**Text provided:**

------

There is now, finally and very belatedly, a broad consensus among economists and analysts of the Israeli economy, both in Israel and abroad, that the shekel is overvalued. It is agreed by most – although still not all – of these mavens that this state of affairs is problematic because it causes cumulative damage to the corporate sector, in particular to exporters and their subcontractors. The corollary of this consensus, that there is a problem, is the conclusion that something should be done about it. However, at this point, the consensus collapses into a welter of disagreements as to what exactly should be done In medical terms, it may be said that although considerable progress has been made – in that there is now a generally agreed upon diagnosis – there is no agreement whatsoever among the doctors on the case as to what kind of treatment is necessary, let alone at what level of intensity. At the low end of the spectrum of prescriptions is the Bank of Israel, which, to its credit, identified the problem almost six years ago and prescribed a treatment that hitherto it had considered as toxic: namely, intervention in the foreign-exchange market to buy foreign currency and sell shekels, thereby pushing the price of the shekel back down or, at the least, slowing the rate of its rise.
Extending the medical metaphor, the Bank of Israel’s assessment is that the economy is suffering from a chronic ailment in the form of upward pressure on the shekel’s value. The central bank believes there is no cure for this problem; on the contrary, it may well get worse over time as revenues from the sale of natural gas increase. The prescribed treatment is, therefore, primarily aimed at relieving the symptoms, so that the exporters do not suffer too much pain. The policy of intervention in the markets is thus a symptomatic drug, the dosage of which can and is ratcheted up and down in response to the degree of discomfort or pain being felt or measured.

------

**Using the information:**
(A) List every part of the economy that the text on the overvalued shekel names as being harmed by the strong shekel.
(B) Copy word for word the passage of the text on the overvalued shekel from "Extending the medical" up to and including "felt or measured.".

------

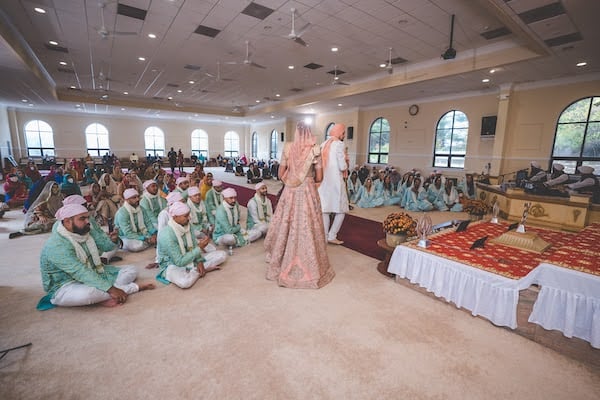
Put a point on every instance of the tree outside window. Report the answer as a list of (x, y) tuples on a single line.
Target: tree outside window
[(379, 141), (577, 138), (451, 140), (39, 138), (96, 138), (154, 141)]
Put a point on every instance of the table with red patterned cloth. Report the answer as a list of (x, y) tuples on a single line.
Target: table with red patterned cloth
[(487, 280)]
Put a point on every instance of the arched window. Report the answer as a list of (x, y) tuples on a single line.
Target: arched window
[(379, 141), (328, 129), (577, 138), (200, 142), (273, 152), (232, 144), (451, 140), (254, 144), (154, 141), (96, 139), (39, 138)]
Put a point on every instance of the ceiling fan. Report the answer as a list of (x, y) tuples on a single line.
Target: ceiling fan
[(104, 32), (294, 35), (218, 77), (247, 60), (336, 78), (450, 52)]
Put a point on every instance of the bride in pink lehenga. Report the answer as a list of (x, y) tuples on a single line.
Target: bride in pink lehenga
[(295, 243)]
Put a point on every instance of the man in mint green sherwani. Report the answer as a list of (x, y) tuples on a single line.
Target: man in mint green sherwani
[(135, 227), (71, 269), (152, 202), (180, 257), (228, 231)]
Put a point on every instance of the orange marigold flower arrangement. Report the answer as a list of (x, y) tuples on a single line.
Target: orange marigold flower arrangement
[(400, 223)]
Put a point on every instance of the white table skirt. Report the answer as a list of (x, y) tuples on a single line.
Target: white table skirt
[(569, 301), (483, 293)]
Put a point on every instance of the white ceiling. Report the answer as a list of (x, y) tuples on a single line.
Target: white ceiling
[(546, 39)]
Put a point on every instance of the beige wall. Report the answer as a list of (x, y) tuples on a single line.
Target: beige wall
[(530, 114)]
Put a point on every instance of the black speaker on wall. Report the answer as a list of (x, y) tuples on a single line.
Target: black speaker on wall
[(488, 126)]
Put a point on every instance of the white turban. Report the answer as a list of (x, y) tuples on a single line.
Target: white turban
[(74, 199), (259, 185), (182, 179), (70, 210), (129, 193), (229, 192), (174, 197), (177, 209)]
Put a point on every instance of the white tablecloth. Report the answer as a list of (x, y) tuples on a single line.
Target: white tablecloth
[(483, 293), (569, 300)]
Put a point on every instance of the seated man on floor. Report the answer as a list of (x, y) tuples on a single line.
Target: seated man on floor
[(72, 272), (108, 242), (135, 227), (260, 209), (228, 231), (180, 258), (152, 202)]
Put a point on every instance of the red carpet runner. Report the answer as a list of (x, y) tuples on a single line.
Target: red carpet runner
[(359, 234)]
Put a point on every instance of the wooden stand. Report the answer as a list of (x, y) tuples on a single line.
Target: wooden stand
[(383, 265)]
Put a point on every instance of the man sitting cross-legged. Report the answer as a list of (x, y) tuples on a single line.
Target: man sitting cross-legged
[(260, 209), (72, 273), (180, 258), (228, 231), (135, 228)]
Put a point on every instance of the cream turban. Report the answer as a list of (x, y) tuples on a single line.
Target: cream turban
[(177, 209), (70, 210), (129, 193), (74, 199), (229, 192), (259, 185), (174, 197)]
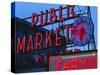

------

**Answers by task:**
(A)
- The corporate sector
- Exporters
- Exporters' subcontractors

(B)
Extending the medical metaphor, the Bank of Israel’s assessment is that the economy is suffering from a chronic ailment in the form of upward pressure on the shekel’s value. The central bank believes there is no cure for this problem; on the contrary, it may well get worse over time as revenues from the sale of natural gas increase. The prescribed treatment is, therefore, primarily aimed at relieving the symptoms, so that the exporters do not suffer too much pain. The policy of intervention in the markets is thus a symptomatic drug, the dosage of which can and is ratcheted up and down in response to the degree of discomfort or pain being felt or measured.